* **記述課題 1**
喜連川を扱った本文から、「2007-02-07 00:29:13 | 宵宵妄話」を含む語句で始まり「0円也とリーズナブルである。」で終わる部分を、一字も変えずに出力せよ。

* **本文**

•••

2007-02-07 00:29:13 | 宵宵妄話

 ‥‥今日は何匹目の猿になるのかな?と思いながら入口の引き戸を開けて脱衣所に入る。狭い脱衣所には、あまり多くはないけど、脱いだ衣服の数は結構あって、湯気が上がっている池の向こうの猿山には、20人以上のお猿さんが湯に入ったり、岩山に登ったりしている。のんびりとした露天風呂の風景である。自分もたちまち素っ裸のお猿さんになって、湯に浸かる。未だ太陽が空に残っている。

栃木県北部の、中央やや東よりの所に喜連川という小さな城下町がある。現在はさくら市となった。茨城県だと、緯度はほぼ大子町辺りか。喜連川は足利家の正統を継ぐ、喜連川氏が治めた城下町である。石高は1万5千石と少なかったが、十万石格を与えられていたのは、徳川幕府といえども、やはり足利一族に対する畏敬の念があったからなのかも知れない。歴代の城主の名前などを見ると、例えば最後の城主が「氏綱」であったように歴代「○氏」という名を用いている人物が多いのは、その証しなのかも知れない。

喜連川の町には、城跡の中央高台にスカイタワーと呼ばれる塔が建っている。どうしてこのようなものを造ったのか知らないが、観音像よりはいいかもしれない。目立つことには役立っているが、城下町の雰囲気は壊されているような気がする。喜連川辺りの地形は、幾筋もの丘が連なっており、それらの小高い丘に登ると、北方右手には那須連山がどっしりと構え、左方には日光男体(二荒)山の大きな山容が望見できる。茨城県からは見ることができない景色である。

この喜連川に温泉が見つかったのは、それほど古い話ではなく、昭和50年代初めの頃とか。今では数箇所の温泉宿や入浴施設がある。この温泉に魅せられて、かなり前から時々訪ねるようになった。大抵は町営の露天風呂というのに入りに行く。ここは掛け流し(受付のオバちゃんは「ここは垂れ流しだよ!」と胸を張って言うのだが)の露天風呂しかない入浴施設で、余計な設備は一切ない素朴な風呂なので、それがすっかり気に入っている。料金も300円也とリーズナブルである。

•••

* **記述課題 2**
記録のうち「If you would be so good as to mark the conference」を含む行から「If you would be so good as to mark the shoulder」を含む行までを、両端の行も含めてMarkdownの表に整形せよ。列名は「番号」と「内容」とし、空行は省くこと。

* **演習用入力**
•••

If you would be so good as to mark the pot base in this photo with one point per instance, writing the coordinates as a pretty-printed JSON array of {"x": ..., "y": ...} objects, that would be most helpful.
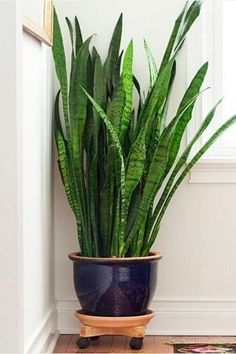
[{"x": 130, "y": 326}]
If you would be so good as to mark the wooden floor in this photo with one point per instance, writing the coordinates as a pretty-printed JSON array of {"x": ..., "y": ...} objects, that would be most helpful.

•••

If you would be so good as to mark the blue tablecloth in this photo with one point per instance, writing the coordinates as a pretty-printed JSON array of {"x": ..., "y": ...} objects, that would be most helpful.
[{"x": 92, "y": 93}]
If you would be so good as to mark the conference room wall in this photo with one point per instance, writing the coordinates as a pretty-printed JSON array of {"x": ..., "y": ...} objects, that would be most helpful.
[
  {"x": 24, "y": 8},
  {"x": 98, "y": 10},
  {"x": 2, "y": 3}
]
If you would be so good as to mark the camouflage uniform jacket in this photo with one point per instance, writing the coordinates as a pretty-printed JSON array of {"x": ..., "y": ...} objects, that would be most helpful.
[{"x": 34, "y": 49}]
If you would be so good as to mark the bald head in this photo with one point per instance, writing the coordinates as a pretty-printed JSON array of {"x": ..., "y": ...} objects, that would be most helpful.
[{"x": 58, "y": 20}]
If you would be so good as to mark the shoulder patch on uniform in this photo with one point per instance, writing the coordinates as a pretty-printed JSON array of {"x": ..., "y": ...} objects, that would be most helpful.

•••

* **課題の解答 1**
2007-02-07 00:29:13 | 宵宵妄話

 ‥‥今日は何匹目の猿になるのかな?と思いながら入口の引き戸を開けて脱衣所に入る。狭い脱衣所には、あまり多くはないけど、脱いだ衣服の数は結構あって、湯気が上がっている池の向こうの猿山には、20人以上のお猿さんが湯に入ったり、岩山に登ったりしている。のんびりとした露天風呂の風景である。自分もたちまち素っ裸のお猿さんになって、湯に浸かる。未だ太陽が空に残っている。

栃木県北部の、中央やや東よりの所に喜連川という小さな城下町がある。現在はさくら市となった。茨城県だと、緯度はほぼ大子町辺りか。喜連川は足利家の正統を継ぐ、喜連川氏が治めた城下町である。石高は1万5千石と少なかったが、十万石格を与えられていたのは、徳川幕府といえども、やはり足利一族に対する畏敬の念があったからなのかも知れない。歴代の城主の名前などを見ると、例えば最後の城主が「氏綱」であったように歴代「○氏」という名を用いている人物が多いのは、その証しなのかも知れない。

喜連川の町には、城跡の中央高台にスカイタワーと呼ばれる塔が建っている。どうしてこのようなものを造ったのか知らないが、観音像よりはいいかもしれない。目立つことには役立っているが、城下町の雰囲気は壊されているような気がする。喜連川辺りの地形は、幾筋もの丘が連なっており、それらの小高い丘に登ると、北方右手には那須連山がどっしりと構え、左方には日光男体(二荒)山の大きな山容が望見できる。茨城県からは見ることができない景色である。

この喜連川に温泉が見つかったのは、それほど古い話ではなく、昭和50年代初めの頃とか。今では数箇所の温泉宿や入浴施設がある。この温泉に魅せられて、かなり前から時々訪ねるようになった。大抵は町営の露天風呂というのに入りに行く。ここは掛け流し(受付のオバちゃんは「ここは垂れ流しだよ!」と胸を張って言うのだが)の露天風呂しかない入浴施設で、余計な設備は一切ない素朴な風呂なので、それがすっかり気に入っている。料金も300円也とリーズナブルである。

* **課題の解答 2**
| 番号 | 内容 |
|---|---|
| 1 | If you would be so good as to mark the conference room wall in this photo with one point per instance, writing the coordinates as a pretty-printed JSON array of {"x": ..., "y": ...} objects, that would be most helpful. |
| 2 | [ |
| 3 |   {"x": 24, "y": 8}, |
| 4 |   {"x": 98, "y": 10}, |
| 5 |   {"x": 2, "y": 3} |
| 6 | ] |
| 7 | If you would be so good as to mark the camouflage uniform jacket in this photo with one point per instance, writing the coordinates as a pretty-printed JSON array of {"x": ..., "y": ...} objects, that would be most helpful. |
| 8 | [{"x": 34, "y": 49}] |
| 9 | If you would be so good as to mark the bald head in this photo with one point per instance, writing the coordinates as a pretty-printed JSON array of {"x": ..., "y": ...} objects, that would be most helpful. |
| 10 | [{"x": 58, "y": 20}] |
| 11 | If you would be so good as to mark the shoulder patch on uniform in this photo with one point per instance, writing the coordinates as a pretty-printed JSON array of {"x": ..., "y": ...} objects, that would be most helpful. |